— What the task asks —
The answer is to be all of the data below, reproduced exactly.

Dataset entries
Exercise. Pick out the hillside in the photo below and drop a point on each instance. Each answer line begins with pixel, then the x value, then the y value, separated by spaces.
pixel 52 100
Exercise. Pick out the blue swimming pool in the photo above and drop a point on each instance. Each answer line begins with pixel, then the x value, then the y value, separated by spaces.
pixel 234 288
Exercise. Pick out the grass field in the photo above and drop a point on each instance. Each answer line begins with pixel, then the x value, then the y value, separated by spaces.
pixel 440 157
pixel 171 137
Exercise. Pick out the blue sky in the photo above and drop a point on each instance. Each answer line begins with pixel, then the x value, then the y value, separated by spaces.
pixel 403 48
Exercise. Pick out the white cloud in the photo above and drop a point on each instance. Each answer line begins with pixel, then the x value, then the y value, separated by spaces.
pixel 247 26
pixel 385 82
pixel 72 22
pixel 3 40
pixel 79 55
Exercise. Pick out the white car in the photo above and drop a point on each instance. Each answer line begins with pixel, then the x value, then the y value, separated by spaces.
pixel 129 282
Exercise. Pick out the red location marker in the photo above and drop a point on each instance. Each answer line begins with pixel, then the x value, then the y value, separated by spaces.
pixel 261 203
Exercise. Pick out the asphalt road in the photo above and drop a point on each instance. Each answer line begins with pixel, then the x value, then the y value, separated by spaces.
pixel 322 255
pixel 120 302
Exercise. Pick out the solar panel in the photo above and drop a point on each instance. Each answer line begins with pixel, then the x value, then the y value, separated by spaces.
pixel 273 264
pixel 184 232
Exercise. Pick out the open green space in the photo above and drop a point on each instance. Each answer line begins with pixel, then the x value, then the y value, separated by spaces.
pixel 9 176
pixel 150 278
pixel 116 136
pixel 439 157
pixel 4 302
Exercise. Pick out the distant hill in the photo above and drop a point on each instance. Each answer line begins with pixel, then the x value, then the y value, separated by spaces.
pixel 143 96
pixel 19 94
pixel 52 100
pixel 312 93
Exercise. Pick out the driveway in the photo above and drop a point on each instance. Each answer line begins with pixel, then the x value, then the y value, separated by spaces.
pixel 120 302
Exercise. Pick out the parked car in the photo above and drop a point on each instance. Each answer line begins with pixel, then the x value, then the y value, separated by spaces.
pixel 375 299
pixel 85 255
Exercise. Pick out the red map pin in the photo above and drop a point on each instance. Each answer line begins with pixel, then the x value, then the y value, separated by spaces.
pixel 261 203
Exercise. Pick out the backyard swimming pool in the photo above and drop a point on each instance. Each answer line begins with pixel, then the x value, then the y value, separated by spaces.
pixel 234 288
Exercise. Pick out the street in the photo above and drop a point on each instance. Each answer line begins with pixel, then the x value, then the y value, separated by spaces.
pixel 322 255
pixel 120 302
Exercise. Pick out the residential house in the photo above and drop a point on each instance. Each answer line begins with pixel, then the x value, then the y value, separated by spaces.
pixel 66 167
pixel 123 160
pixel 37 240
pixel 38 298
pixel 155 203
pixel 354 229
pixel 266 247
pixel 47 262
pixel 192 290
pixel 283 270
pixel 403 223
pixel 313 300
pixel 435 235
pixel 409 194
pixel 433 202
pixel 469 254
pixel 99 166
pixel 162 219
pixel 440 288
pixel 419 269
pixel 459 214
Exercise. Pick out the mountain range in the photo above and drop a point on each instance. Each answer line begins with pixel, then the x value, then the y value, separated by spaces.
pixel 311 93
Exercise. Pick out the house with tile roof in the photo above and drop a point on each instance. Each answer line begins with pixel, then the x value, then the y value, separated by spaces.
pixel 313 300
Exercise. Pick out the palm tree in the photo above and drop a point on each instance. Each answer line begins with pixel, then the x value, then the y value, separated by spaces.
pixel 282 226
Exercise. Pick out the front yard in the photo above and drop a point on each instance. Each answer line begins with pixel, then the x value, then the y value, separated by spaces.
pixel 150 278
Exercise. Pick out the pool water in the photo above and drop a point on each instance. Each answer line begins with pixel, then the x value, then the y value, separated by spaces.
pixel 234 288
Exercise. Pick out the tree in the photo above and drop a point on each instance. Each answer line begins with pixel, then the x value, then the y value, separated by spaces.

— Response to the task —
Exercise. Pick out the hillside in the photo below and drop a point on each instance. Each answer line begins with pixel, then the x value, then the y value, separated by spaces.
pixel 52 100
Exercise. Pick out the blue swimming pool in the photo above and drop a point on each instance. Each answer line begins with pixel, then the x value, then the y value, separated by spaces.
pixel 234 288
Exercise. Pick out the grass field in the photo above and drop a point on each instance. Each answer line begins with pixel, then the x value, then the y value, separated by spaces.
pixel 440 157
pixel 171 137
Exercise. Pick out the blue sky in the photo above and drop a point on each instance. Each answer line begins with pixel, then the x value, then the y value, separated by spaces.
pixel 403 48
Exercise. Pick out the white cloud in the photo above and drop a point on each instance. Each answer line begins with pixel, then the x value, then the y value, separated by spaces.
pixel 247 26
pixel 385 82
pixel 72 22
pixel 3 40
pixel 79 55
Exercise. Pick out the white car in the photo above and drop a point on each instance. Each answer line begins with pixel, then the x value, then the y value, separated by spaces.
pixel 129 282
Exercise. Pick out the red location marker in the photo above and drop a point on each instance. Each answer line begins with pixel, then the x value, then the y value, separated by spaces.
pixel 261 203
Exercise. Pick out the asphalt road in the photo above and drop a point on each instance. Each answer line begins with pixel, then the x value, then the y value, separated by spaces.
pixel 322 255
pixel 120 302
Exercise. Pick out the solar panel in the photo above and drop a point on each instance. Each answer line begins with pixel, then the x value, then the y value, separated by spaces.
pixel 273 264
pixel 184 232
Exercise. Pick out the open green space in the photo above and drop a point on each instance. Each answer line begins with pixel, then the x value, then the y value, separated by spaces.
pixel 9 176
pixel 150 278
pixel 116 136
pixel 439 157
pixel 4 302
Exercise. Pick out the distant hill in the photo above and drop a point on each instance. Each answer line begins with pixel, then the x value, then the y value, separated by spaces.
pixel 143 96
pixel 19 94
pixel 52 100
pixel 312 93
Exercise. Pick out the driveway in the photo above and drop a point on each instance. Each answer line begins with pixel, then the x value, then the y value, separated by spaces.
pixel 120 302
Exercise. Pick out the parked car in the photo above and drop a point on each instance. Each answer line begins with pixel, then the x value, then the y value, separated by spaces.
pixel 375 299
pixel 85 255
Exercise. Pick out the red map pin in the photo above and drop a point on each instance. Each answer line begins with pixel, then the x value, then the y value, separated by spaces.
pixel 261 203
Exercise. Pick out the backyard swimming pool in the photo above and drop a point on each instance. Each answer line begins with pixel, then the x value, then the y value, separated by spaces.
pixel 234 288
Exercise. Pick out the street in the photo above and drop a point on each instance. Each answer line begins with pixel, then the x value, then the y value, separated by spaces.
pixel 322 255
pixel 120 302
Exercise. Pick out the residential house in the photo above and drop a point on each instance. Each answer line begins with pixel, then the x value, then the y value, separated by spaces.
pixel 66 167
pixel 123 160
pixel 37 240
pixel 38 298
pixel 155 203
pixel 354 229
pixel 266 247
pixel 47 262
pixel 192 290
pixel 283 270
pixel 403 223
pixel 313 300
pixel 435 235
pixel 409 194
pixel 433 202
pixel 469 254
pixel 99 166
pixel 162 219
pixel 440 288
pixel 419 269
pixel 459 214
Exercise. Pick out the mountain range in the photo above and drop a point on each instance. Each answer line begins with pixel, then the x value, then the y value, separated by spaces.
pixel 311 93
Exercise. Pick out the house with tile roof in the photo above and drop a point on each instance. Each answer line begins with pixel, then the x value, then the y value, separated by spaces.
pixel 313 300
Exercise. Pick out the palm tree in the photo above and drop a point on each instance. Each answer line begins with pixel, then the x value, then the y value, separated by spaces.
pixel 282 226
Exercise. Pick out the front yard in the photo above and drop a point on each instance. Each answer line begins with pixel, then the x value, then the y value, separated by spaces.
pixel 150 278
Exercise. Pick out the pool water in the photo above and drop a point on each instance. Each answer line begins with pixel, then the x value, then the y value, separated by spaces.
pixel 234 288
Exercise. Pick out the tree in the photo above and drop a point on each instance. Each answer line begins with pixel, then the x value, then the y value, separated by spaces.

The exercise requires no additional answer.